§ **Assigned task**
Go through the entries and copy every one exactly.
-=-=-=-=-
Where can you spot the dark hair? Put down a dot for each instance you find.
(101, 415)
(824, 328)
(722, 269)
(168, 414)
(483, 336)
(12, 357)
-=-=-=-=-
§ **Answer space**
Where can you spot the dark hair? Put down a dot for each instance you find.
(101, 415)
(824, 328)
(722, 269)
(168, 414)
(483, 336)
(12, 357)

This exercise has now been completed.